## Begin EXCERPTED TEXT

# St. Andrews Bay, 6/8



## Ringo Redux

Pops and I hit the water late this morning after I dropped my mutt off at the vet. We got on the water around 0815 to some ESE winds that were making the Bay pretty chippy. We figured the late start wouldn't matter much because of our tide structure being what it is - early afternoon high tides and midnight low tides. Our "spot" in the bay wasn't really fishable because we had to fight the wind and tide movement, so we moved south towards the pass to a place where we caught some spanish earlier in the year. We staked out our drift in about 5 feet of water and starting tossing some line. Dad was on a spinning reel throwing a chartreuse twin tail, and I started with a spinning reel and twitch bait (Mirrodine 17MR, white/red). We both got some strikes, and I foul hooked a ladyfish that threw it off (figures).

Around 0840 or so I switched over to a baitcaster and 1 piece rod - I've almost never fished a baitcaster and wanted to expand my horizons a little. Well, I got the hang of it pretty quickly and threw a topwater for the rest of the day. I hooked several bluefish, ladyfish, one good sized spanish, and a few trout. The only ones that stayed in the boat were the spanish, 1 blue and 1 lady. The topwater they hit was a zarra spook jr. We chased some bait around with spoons after that, but no joy. 

Side note - we got stopped by game and fish for the second time in as many trips today. Same two guys, too. They were friendly and polite and very quick about checking our catch. Gave us a congrats on the fish and moved off - even offered some good fish knowledge I didn't know. So, I definitely appreciate those guys.


----------



## MrFish

Good deal. Looks like a good trip.


----------



## Ruger7mmmag

I can almost see my favorite inside the bay shark fishing spot in the back ground there as well as a great trout spot. See in the background there the water treatment "humps"? Just west of that is a drop off that cuts up behind the Buccanneer hotel. Late afternoons where it goes from 3 foot to deep (can't remember the depth anymore) is a nice spot this time of year. I used to wade it when I didn't feel like taking the boat out. That all stopped when a shark grabbed my stringer while tied to my waste!

Cool post! Always nice to see pics from the ole stomping grounds.


----------



## Ringo Redux

It was fun, Fish - fishing with my old man always is. Unless he outfishes me. Which is about a coin-flip most of the time.

Ruger - I figured that's what you meant! We ran over there this morning to gauge some depth, and I found the channel cut where the water drops off to depth. The bluefish and the ladyfish we kept were specifically for shark fishing!


----------



## Ruger7mmmag

Did you find the trout spot or the shark spot or both? They are two different spots. Close to the hotel is the trout spot. Further out in the bay in that channel is the shark spot. Though as you heard in my story above, they'll cruise up to the trout spot as well.

## End EXCERPTED TEXT
## Begin RAW RECORDS

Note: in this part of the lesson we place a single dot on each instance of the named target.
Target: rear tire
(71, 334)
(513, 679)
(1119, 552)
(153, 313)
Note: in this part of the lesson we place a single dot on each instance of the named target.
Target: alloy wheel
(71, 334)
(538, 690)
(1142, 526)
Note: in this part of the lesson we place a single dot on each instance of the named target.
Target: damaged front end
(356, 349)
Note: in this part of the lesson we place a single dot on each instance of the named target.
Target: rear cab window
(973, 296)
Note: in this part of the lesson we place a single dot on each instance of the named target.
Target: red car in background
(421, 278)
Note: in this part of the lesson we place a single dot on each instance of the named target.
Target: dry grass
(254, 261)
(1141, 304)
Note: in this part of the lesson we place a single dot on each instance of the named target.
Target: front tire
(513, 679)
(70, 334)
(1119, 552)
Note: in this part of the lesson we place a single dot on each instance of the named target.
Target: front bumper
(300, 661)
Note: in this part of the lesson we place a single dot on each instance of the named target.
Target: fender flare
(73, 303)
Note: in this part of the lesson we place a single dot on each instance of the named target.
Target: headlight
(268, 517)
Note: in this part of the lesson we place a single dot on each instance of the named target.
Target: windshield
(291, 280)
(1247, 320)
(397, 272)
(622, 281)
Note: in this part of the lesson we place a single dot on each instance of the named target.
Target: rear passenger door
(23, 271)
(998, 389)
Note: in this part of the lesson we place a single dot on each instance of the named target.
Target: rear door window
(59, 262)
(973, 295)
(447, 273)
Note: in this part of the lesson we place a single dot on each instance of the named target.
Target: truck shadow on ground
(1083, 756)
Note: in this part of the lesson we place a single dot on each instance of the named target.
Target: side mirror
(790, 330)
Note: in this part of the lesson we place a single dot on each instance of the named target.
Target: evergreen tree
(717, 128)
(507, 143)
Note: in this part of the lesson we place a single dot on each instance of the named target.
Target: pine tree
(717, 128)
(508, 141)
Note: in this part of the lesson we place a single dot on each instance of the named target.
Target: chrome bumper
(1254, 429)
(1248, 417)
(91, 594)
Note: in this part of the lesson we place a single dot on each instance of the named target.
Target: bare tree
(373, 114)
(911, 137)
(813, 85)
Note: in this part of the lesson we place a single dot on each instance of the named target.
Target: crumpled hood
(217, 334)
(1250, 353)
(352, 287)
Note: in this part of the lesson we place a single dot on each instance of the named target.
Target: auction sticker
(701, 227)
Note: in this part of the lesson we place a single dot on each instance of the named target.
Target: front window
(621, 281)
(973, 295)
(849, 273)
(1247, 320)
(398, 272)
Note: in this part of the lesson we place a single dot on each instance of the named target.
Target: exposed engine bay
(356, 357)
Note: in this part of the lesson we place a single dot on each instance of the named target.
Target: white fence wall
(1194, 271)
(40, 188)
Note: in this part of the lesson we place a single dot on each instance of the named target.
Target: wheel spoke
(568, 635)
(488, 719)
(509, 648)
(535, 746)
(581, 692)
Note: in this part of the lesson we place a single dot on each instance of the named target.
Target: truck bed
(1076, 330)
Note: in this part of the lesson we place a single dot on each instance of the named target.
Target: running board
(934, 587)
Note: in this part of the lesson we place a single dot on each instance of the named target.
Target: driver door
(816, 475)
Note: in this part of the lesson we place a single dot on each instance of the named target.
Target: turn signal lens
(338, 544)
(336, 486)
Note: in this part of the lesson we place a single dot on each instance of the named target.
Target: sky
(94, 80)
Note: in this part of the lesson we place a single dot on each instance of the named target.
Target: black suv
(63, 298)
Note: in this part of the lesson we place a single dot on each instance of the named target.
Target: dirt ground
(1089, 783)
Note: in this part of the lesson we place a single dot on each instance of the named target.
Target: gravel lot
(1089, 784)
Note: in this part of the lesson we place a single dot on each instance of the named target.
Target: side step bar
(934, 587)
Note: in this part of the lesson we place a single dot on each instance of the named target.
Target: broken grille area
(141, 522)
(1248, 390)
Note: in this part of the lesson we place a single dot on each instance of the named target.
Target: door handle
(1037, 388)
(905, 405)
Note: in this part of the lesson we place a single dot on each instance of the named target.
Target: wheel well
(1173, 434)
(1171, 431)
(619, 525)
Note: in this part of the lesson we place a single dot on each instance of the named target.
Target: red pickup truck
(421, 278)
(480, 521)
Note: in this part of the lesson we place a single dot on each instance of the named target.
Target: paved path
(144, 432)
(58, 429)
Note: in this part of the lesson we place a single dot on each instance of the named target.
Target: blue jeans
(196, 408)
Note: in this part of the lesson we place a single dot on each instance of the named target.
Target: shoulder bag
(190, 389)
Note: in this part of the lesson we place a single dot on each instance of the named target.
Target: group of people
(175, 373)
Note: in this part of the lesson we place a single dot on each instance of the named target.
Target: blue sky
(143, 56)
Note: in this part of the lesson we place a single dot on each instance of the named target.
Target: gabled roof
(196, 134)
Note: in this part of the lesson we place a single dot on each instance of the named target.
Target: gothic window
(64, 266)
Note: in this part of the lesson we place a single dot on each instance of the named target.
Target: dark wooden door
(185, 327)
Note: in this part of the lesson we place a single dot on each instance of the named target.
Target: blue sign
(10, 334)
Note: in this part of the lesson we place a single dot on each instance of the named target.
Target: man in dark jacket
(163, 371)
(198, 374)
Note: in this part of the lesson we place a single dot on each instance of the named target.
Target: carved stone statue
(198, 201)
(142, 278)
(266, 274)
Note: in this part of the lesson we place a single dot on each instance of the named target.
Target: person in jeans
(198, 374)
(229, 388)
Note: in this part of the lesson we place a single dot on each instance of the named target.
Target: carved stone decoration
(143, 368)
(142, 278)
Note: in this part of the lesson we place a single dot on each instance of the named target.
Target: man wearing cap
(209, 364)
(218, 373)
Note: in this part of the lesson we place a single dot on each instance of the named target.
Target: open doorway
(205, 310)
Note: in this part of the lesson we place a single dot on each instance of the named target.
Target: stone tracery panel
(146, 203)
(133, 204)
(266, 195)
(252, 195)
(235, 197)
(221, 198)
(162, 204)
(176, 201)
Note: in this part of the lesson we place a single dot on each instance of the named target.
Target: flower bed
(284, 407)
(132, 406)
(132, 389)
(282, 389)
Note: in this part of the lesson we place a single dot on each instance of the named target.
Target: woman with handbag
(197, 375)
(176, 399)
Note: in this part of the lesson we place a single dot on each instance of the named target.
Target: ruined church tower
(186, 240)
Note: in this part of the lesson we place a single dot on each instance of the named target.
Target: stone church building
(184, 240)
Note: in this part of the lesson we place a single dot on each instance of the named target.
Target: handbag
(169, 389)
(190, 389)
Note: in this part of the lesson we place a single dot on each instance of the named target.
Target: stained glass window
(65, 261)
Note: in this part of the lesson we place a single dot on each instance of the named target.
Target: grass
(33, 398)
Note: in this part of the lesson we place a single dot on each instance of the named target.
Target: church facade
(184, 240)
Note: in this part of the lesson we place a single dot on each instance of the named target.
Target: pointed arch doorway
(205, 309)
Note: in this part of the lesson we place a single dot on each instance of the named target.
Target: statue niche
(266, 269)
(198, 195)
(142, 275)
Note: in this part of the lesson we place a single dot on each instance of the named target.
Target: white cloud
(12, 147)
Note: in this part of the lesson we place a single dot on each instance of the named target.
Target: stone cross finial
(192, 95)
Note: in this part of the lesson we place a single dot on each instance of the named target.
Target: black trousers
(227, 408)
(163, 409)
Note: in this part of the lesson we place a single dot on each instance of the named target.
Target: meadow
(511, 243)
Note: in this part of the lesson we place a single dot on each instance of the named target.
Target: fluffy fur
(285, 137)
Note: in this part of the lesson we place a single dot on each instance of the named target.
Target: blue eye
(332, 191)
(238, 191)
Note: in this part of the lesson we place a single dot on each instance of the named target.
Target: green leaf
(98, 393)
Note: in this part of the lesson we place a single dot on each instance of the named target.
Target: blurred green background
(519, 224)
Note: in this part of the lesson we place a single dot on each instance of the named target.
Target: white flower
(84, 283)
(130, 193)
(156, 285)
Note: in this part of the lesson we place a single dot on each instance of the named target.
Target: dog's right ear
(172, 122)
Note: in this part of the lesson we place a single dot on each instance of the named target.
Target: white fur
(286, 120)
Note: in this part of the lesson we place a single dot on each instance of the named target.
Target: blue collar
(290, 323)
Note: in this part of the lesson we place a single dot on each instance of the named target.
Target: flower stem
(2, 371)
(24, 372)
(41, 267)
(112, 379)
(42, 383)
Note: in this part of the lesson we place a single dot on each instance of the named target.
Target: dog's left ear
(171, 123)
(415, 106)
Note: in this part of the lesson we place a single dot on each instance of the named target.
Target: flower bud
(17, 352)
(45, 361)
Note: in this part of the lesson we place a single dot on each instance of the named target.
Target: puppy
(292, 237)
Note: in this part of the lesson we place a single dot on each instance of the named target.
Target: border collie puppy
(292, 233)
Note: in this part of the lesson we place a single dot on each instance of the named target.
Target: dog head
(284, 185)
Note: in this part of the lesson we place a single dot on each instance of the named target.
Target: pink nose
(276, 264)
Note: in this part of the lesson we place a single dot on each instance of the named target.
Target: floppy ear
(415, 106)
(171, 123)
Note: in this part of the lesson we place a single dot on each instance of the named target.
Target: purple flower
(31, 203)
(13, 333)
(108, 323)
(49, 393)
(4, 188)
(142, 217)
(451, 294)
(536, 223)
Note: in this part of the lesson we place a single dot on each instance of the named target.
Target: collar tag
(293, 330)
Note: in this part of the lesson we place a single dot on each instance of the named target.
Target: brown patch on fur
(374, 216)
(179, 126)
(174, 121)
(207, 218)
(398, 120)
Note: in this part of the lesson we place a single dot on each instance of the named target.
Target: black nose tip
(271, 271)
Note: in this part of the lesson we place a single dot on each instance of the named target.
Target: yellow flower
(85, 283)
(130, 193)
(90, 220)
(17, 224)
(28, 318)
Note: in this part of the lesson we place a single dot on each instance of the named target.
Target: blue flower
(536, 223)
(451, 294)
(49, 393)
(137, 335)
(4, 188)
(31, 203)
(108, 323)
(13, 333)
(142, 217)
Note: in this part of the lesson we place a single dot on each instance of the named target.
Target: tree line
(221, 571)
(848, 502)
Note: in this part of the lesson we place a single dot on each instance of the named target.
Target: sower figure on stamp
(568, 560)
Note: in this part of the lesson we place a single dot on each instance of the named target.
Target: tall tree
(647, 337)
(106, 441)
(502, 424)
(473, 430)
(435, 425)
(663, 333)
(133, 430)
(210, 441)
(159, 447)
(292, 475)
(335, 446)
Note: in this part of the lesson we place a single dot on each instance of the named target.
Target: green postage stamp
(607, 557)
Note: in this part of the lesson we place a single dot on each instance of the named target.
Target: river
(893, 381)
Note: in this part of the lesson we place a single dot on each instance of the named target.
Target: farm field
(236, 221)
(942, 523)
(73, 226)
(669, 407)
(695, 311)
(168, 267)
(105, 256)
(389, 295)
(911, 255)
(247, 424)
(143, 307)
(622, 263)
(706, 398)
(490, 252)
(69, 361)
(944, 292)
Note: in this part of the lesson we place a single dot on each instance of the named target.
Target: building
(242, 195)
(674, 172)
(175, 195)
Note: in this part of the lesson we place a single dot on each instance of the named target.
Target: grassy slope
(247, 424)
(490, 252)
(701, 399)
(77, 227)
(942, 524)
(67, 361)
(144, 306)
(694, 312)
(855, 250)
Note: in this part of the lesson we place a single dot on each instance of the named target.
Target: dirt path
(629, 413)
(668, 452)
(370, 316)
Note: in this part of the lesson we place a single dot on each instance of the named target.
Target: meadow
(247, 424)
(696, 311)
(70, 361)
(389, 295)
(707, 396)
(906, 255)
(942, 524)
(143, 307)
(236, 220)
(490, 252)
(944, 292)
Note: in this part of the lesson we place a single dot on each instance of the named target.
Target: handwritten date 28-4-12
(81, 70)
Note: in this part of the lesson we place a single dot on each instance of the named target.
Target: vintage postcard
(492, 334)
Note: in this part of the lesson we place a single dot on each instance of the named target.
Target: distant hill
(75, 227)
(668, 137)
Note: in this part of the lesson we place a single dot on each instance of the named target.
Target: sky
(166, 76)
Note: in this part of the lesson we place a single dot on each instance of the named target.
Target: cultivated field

## End RAW RECORDS

**SET OF TASKS:**
1 > In the fishing thread, copy the passage from "Side note - we" to "a good trip.", substituting "the marine patrol" for "game and fish".
2 > List every kind of fish named in the fishing thread.
Base your answers on the fishing thread alone.

**RESPONSE LIST:**
1 >
Side note - we got stopped by the marine patrol for the second time in as many trips today. Same two guys, too. They were friendly and polite and very quick about checking our catch. Gave us a congrats on the fish and moved off - even offered some good fish knowledge I didn't know. So, I definitely appreciate those guys.


----------



## MrFish

Good deal. Looks like a good trip.

2 >
- spanish
- ladyfish
- bluefish
- trout
- shark